--- Goal ---
Rewrite the records below with every occurrence of "Target" changed to "Label", keeping everything else the same.

— BEGIN Records for processing —

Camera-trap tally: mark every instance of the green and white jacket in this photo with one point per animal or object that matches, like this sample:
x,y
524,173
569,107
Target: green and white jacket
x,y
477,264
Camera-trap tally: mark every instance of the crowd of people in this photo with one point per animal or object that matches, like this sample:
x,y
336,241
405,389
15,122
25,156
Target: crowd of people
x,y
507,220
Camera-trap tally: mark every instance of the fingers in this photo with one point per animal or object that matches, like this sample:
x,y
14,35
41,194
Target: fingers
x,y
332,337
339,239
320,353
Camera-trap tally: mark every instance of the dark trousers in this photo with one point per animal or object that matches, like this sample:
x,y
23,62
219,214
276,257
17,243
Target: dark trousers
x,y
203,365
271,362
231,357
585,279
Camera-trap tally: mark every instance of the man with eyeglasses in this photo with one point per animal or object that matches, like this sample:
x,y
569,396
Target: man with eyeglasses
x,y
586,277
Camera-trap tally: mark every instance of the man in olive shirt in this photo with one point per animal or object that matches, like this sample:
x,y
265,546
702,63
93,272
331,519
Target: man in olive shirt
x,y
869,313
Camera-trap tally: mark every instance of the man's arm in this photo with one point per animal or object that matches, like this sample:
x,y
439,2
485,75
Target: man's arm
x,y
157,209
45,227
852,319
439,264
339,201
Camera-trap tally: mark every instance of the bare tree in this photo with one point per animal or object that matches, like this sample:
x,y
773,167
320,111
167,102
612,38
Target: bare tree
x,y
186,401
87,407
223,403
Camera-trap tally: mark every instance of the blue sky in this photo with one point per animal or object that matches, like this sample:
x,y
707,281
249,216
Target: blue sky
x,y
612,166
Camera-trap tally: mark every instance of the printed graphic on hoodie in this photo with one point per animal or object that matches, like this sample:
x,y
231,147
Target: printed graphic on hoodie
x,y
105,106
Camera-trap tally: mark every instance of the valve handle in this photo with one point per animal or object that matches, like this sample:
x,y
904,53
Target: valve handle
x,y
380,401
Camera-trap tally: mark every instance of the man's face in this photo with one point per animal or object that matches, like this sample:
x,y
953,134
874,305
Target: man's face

— END Records for processing —

--- Answer to this task ---
Camera-trap tally: mark every instance of the green and white jacket in this photo with one point per animal or object that matches, like this sample:
x,y
524,173
569,107
Label: green and white jacket
x,y
477,264
Camera-trap tally: mark every instance of the crowd of people in this photo with one point per animal or object that matches, like this sample:
x,y
336,241
405,389
15,122
25,156
Label: crowd of people
x,y
507,220
Camera-trap tally: mark every instance of the fingers in this photo with one point per animal or object that matches, like this sample:
x,y
14,35
41,194
Label: fingers
x,y
332,337
339,239
320,353
Camera-trap tally: mark every instance of the dark trousers in this photo with one point per animal or object that matches, like this sample:
x,y
23,62
219,214
276,257
17,243
Label: dark trousers
x,y
203,365
271,362
231,357
585,279
Camera-trap tally: mark every instance of the man with eyeglasses in this photo with one point per animal or object that matches, like this sample:
x,y
569,396
Label: man with eyeglasses
x,y
586,277
Camera-trap tally: mark every instance of the man in olive shirt in this photo with one point per animal or object that matches, like this sample:
x,y
265,546
702,63
93,272
331,519
Label: man in olive shirt
x,y
869,313
Camera-trap tally: mark every instance of the man's arm in this photo with one point per animal or object that matches, like this sample:
x,y
439,2
485,75
Label: man's arm
x,y
157,209
45,227
852,319
439,264
339,201
Camera-trap tally: mark every instance of the bare tree in this photo with one point per animal or object that matches, like this sample:
x,y
773,167
320,111
167,102
612,38
Label: bare tree
x,y
186,401
87,407
223,403
Camera-trap tally: mark every instance of the blue sky in this photo with one point per animal or object that matches, like this sample:
x,y
707,281
249,216
Label: blue sky
x,y
612,166
Camera-trap tally: mark every instance of the printed graphic on hoodie in this photo with one point per animal or object that matches, like this sample:
x,y
231,147
Label: printed graphic on hoodie
x,y
105,106
Camera-trap tally: mark every instance of the valve handle in this photo with one point per animal or object that matches, like this sample:
x,y
904,53
Label: valve handle
x,y
380,401
Camera-trap tally: mark every instance of the man's face in this photo with one point per animal or object that matches, like this sample:
x,y
953,134
874,305
Label: man's face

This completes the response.